• **Excerpted data**
--------
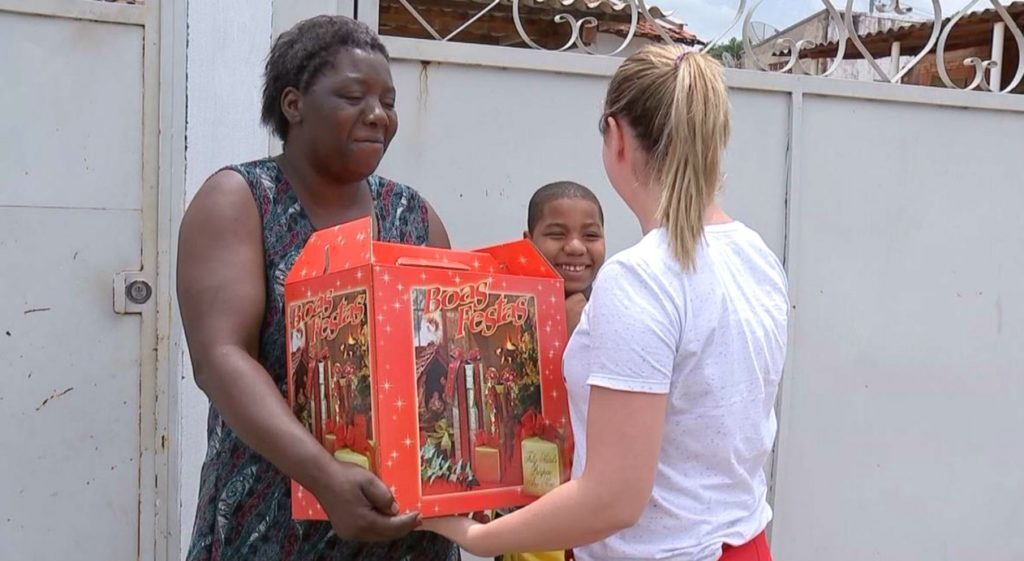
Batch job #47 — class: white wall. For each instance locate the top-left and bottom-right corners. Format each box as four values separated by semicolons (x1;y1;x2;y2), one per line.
773;93;1024;561
174;0;270;556
176;10;1024;561
381;60;788;255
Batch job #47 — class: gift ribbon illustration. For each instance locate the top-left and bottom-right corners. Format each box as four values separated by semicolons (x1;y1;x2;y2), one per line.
427;419;455;451
444;348;465;401
519;409;572;470
473;431;502;448
324;415;370;455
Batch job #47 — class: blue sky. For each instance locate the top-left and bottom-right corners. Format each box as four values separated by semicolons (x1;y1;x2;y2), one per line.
647;0;974;41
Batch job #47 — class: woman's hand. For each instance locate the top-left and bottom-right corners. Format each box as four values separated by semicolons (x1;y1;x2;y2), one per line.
421;516;491;557
313;462;419;542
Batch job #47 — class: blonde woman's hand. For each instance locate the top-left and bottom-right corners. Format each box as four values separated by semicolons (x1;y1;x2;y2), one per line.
420;516;491;557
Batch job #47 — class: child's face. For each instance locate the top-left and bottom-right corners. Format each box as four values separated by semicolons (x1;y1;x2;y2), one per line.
528;199;604;295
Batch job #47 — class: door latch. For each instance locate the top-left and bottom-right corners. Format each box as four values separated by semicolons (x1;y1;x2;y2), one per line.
114;271;153;314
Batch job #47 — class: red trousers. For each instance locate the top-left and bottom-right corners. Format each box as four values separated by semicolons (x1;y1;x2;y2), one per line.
721;532;771;561
565;532;771;561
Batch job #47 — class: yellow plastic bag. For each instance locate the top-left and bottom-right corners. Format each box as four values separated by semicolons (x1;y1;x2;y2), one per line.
502;551;565;561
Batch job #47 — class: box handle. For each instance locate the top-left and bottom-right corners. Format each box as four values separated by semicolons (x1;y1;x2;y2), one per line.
394;257;472;270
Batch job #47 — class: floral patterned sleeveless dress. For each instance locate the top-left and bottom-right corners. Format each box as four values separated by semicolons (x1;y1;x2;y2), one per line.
186;159;459;561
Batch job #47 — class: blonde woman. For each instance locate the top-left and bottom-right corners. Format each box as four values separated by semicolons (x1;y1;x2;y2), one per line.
425;46;788;561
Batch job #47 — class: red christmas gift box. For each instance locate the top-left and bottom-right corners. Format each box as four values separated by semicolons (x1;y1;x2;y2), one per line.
285;219;572;520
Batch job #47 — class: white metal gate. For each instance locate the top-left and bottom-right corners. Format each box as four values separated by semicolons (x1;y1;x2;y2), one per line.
0;0;170;560
172;0;1024;561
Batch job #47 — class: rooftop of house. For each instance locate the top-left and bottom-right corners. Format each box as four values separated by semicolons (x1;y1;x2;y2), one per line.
380;0;703;48
783;1;1024;59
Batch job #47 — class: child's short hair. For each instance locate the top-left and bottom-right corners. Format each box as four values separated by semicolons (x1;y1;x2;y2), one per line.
526;181;604;233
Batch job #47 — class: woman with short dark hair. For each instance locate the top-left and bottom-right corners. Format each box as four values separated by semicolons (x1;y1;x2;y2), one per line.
177;16;459;561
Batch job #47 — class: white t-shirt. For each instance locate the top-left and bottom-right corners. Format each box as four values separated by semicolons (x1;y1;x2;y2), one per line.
564;222;790;561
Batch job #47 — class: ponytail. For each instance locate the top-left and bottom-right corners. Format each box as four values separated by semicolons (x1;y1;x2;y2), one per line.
605;45;730;269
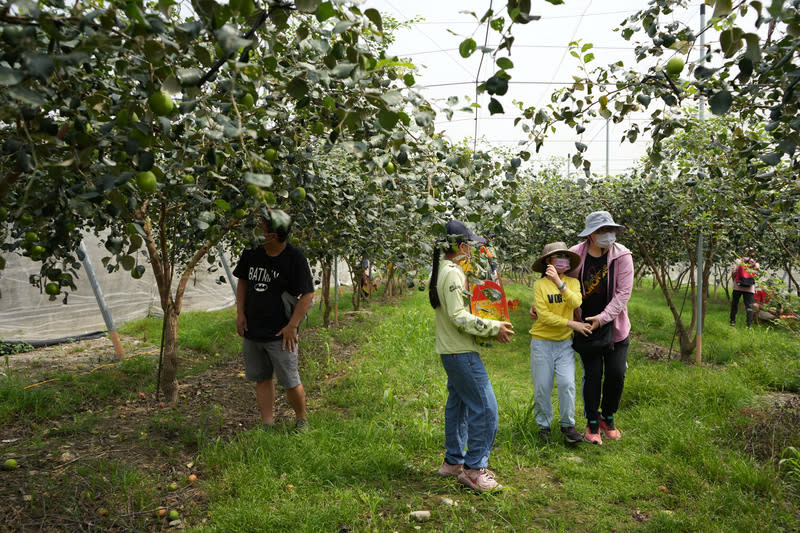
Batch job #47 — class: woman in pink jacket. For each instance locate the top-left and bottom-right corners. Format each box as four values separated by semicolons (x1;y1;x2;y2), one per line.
568;211;633;444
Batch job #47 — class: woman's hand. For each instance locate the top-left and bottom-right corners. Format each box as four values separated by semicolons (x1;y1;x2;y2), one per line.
567;320;592;337
497;322;514;342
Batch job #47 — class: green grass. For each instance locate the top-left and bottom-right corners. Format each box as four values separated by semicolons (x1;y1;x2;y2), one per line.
0;285;800;532
191;280;800;531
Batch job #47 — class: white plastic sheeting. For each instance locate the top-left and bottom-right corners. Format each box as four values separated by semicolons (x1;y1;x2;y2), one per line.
0;235;236;341
0;235;350;342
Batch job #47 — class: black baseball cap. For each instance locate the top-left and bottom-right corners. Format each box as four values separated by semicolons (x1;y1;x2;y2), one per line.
445;220;486;243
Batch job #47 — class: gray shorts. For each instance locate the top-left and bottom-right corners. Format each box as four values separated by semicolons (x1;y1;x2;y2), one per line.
242;339;300;389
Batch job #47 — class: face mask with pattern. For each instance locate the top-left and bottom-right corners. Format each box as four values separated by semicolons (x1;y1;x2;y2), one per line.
594;231;617;248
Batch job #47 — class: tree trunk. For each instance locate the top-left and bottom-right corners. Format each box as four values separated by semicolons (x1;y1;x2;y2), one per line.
383;263;394;298
159;301;179;403
322;261;333;328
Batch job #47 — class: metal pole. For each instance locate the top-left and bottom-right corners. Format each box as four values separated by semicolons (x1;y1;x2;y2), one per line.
606;119;610;177
78;241;125;356
695;4;706;364
217;244;236;302
333;256;339;325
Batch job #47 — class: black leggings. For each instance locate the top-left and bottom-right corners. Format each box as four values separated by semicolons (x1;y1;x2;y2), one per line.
581;337;630;420
731;290;755;326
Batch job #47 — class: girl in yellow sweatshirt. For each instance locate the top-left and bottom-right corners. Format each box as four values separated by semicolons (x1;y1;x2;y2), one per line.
530;242;591;443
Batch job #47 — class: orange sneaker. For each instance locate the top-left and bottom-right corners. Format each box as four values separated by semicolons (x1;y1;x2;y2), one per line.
597;416;622;440
583;426;603;444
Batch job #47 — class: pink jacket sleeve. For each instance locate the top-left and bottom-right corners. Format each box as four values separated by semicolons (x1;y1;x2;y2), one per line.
597;253;633;324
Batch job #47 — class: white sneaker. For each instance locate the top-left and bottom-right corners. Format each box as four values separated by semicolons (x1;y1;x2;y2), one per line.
458;466;503;492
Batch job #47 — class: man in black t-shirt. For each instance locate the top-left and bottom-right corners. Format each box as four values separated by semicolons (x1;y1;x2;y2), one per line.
233;209;314;431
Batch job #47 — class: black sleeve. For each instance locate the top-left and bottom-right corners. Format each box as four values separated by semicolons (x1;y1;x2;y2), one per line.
233;251;247;279
289;250;314;297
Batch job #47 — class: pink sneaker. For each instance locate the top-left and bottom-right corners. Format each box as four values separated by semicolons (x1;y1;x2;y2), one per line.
597;417;622;440
458;467;503;492
439;461;464;476
583;426;603;444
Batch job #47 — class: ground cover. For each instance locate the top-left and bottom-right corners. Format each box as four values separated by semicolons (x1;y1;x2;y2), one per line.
0;285;800;531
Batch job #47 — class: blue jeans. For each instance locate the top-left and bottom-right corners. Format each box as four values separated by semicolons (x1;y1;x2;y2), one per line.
531;337;575;428
441;352;498;469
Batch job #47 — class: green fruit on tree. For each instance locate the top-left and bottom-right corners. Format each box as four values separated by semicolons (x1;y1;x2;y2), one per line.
136;170;158;194
148;91;175;117
239;0;256;17
667;57;683;78
239;93;256;109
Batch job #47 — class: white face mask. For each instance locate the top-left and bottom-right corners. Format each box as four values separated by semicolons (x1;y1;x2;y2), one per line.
594;231;617;248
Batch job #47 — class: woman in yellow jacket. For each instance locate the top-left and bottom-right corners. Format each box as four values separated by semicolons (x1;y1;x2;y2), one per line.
530;242;591;443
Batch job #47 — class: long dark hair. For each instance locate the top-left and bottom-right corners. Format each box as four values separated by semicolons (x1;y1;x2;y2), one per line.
428;237;466;309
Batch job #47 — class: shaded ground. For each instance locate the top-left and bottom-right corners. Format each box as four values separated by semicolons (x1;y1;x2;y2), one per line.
0;332;324;532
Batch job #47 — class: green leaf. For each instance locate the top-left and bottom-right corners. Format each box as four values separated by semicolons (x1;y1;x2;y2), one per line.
364;8;383;33
497;57;514;70
316;2;336;22
708;89;733;115
719;27;744;57
378;109;399;130
744;33;761;63
331;63;356;78
381;91;403;106
0;67;25;87
758;152;783;167
414;111;434;128
486;75;508;96
294;0;322;13
242;172;272;187
8;86;45;106
286;78;308;100
458;38;478;58
489;98;504;115
331;20;356;33
711;0;733;18
176;67;205;87
22;52;55;81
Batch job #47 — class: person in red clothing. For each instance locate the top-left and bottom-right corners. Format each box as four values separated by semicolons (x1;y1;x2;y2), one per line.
731;248;758;328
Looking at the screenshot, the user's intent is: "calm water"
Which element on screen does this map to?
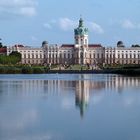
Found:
[0,74,140,140]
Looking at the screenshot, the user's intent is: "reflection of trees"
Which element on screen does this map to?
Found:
[0,75,140,116]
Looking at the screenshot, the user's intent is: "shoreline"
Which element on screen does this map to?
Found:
[0,69,140,76]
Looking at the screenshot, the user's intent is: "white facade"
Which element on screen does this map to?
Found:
[7,18,140,65]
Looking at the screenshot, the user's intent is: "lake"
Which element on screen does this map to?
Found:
[0,74,140,140]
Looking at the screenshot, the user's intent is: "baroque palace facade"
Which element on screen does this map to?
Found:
[7,18,140,65]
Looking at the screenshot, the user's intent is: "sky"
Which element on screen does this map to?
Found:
[0,0,140,47]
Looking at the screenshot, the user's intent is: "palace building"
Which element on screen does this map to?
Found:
[7,18,140,65]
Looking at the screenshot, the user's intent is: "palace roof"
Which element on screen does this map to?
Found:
[88,44,103,48]
[0,48,7,53]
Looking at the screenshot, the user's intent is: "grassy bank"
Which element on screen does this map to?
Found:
[0,66,48,74]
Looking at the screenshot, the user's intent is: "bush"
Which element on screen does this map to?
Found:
[33,67,45,74]
[22,67,33,74]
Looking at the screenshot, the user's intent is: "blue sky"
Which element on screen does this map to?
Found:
[0,0,140,46]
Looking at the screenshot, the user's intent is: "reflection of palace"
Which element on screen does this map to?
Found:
[0,74,140,116]
[6,18,140,65]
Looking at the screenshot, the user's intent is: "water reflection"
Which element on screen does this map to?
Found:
[0,74,140,117]
[0,75,140,140]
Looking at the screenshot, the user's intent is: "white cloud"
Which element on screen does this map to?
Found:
[59,18,77,31]
[31,36,38,41]
[89,22,104,34]
[122,19,137,29]
[0,0,37,17]
[43,23,52,29]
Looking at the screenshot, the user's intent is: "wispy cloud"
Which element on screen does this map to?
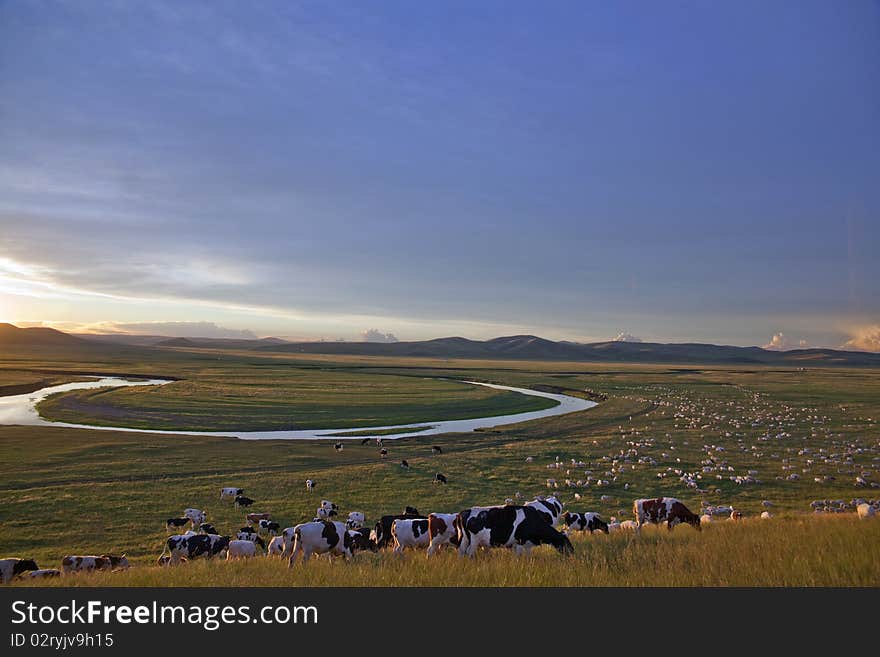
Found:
[361,329,397,342]
[841,324,880,352]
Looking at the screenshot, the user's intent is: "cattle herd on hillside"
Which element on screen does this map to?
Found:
[0,480,878,583]
[0,384,880,582]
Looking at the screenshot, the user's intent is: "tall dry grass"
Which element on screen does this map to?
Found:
[20,515,880,587]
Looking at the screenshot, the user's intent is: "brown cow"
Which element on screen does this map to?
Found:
[633,497,700,530]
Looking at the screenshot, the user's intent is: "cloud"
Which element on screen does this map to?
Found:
[761,332,789,351]
[79,322,257,340]
[361,329,397,342]
[841,324,880,352]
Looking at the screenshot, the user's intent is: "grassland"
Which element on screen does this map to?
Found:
[10,516,880,587]
[0,350,880,586]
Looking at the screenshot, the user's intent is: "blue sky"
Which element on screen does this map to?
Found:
[0,1,880,349]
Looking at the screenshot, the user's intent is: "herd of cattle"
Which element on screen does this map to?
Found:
[0,487,874,583]
[0,487,736,583]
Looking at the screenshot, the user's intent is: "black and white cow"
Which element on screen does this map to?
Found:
[456,505,574,557]
[23,568,61,579]
[258,520,281,536]
[562,511,608,534]
[163,534,229,564]
[226,539,262,561]
[165,518,192,532]
[348,527,377,552]
[373,507,425,550]
[245,513,272,525]
[391,518,431,554]
[525,495,562,527]
[235,527,266,549]
[345,511,367,529]
[285,520,352,568]
[0,557,39,584]
[220,486,244,500]
[183,509,208,529]
[61,552,129,575]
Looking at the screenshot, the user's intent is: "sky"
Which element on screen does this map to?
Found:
[0,0,880,350]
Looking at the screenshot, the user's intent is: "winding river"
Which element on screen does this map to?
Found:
[0,377,596,440]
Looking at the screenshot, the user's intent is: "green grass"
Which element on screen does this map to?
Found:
[13,516,880,587]
[0,350,880,586]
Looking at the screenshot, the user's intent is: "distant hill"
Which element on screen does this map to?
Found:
[77,333,287,349]
[6,324,880,367]
[0,324,83,347]
[259,335,880,367]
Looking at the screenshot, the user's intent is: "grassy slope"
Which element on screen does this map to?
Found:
[13,516,880,586]
[0,344,880,585]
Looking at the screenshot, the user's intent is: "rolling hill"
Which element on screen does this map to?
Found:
[259,335,880,366]
[0,324,83,347]
[0,324,880,367]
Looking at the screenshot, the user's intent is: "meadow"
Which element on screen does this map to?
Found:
[0,349,880,586]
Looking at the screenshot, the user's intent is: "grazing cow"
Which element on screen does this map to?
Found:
--------
• **Task brief**
Copy out every line from the one containing "Batch job #47 — class: red christmas" down to the one containing "605;45;730;269", both included, exactly as they stand.

• **Exercise output**
Batch job #47 — class: red christmas gift box. For each instance locate the top-left and bottom-right corners. Format each box as four values separated by semicolons (x1;y1;x2;y2), one per line.
285;219;572;520
Batch job #47 — class: white metal gate. For each instance locate the top-left and bottom-right corners. Format each box as four values separated by semicolons (x1;y1;x2;y2), one per line.
0;0;170;560
172;0;1024;561
Batch job #47 — class: rooftop of house. For each instance locate the top-left and bottom-right corners. Format each box as four values separated by semicolons (x1;y1;x2;y2), one per line.
380;0;703;48
783;1;1024;59
Batch job #47 — class: child's short hair. For each instance locate the top-left and bottom-right corners. Format each box as four values separated by semicolons (x1;y1;x2;y2), one per line.
526;181;604;233
Batch job #47 — class: woman with short dark hair. For each instance locate the top-left and bottom-right corners. Format each box as four values separated by semicolons (x1;y1;x2;y2), one per line.
177;16;459;561
Batch job #47 — class: white t-shirt. For each instance locate the top-left and bottom-right corners. Format each box as four values separated by semicolons (x1;y1;x2;y2), one per line.
564;222;790;561
Batch job #47 — class: ponytail. For each instance locate the top-left and bottom-right corners. Format each box as four values separated by semicolons (x1;y1;x2;y2), one per line.
605;45;730;269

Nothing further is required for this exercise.